Exercise task » Convert the items into a Markdown table with two columns, "Row" and "Line," numbering each non-blank line in order and omitting blank lines.

Extracted data entries:
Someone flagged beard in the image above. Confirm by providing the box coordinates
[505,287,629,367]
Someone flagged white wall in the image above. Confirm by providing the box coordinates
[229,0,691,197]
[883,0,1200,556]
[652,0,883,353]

Result of the exercise »
| Row | Line |
|---|---|
| 1 | Someone flagged beard in the image above. Confirm by providing the box coordinates |
| 2 | [505,287,629,367] |
| 3 | Someone flagged white wall in the image above. Confirm by providing the box coordinates |
| 4 | [229,0,691,197] |
| 5 | [883,0,1200,556] |
| 6 | [652,0,883,353] |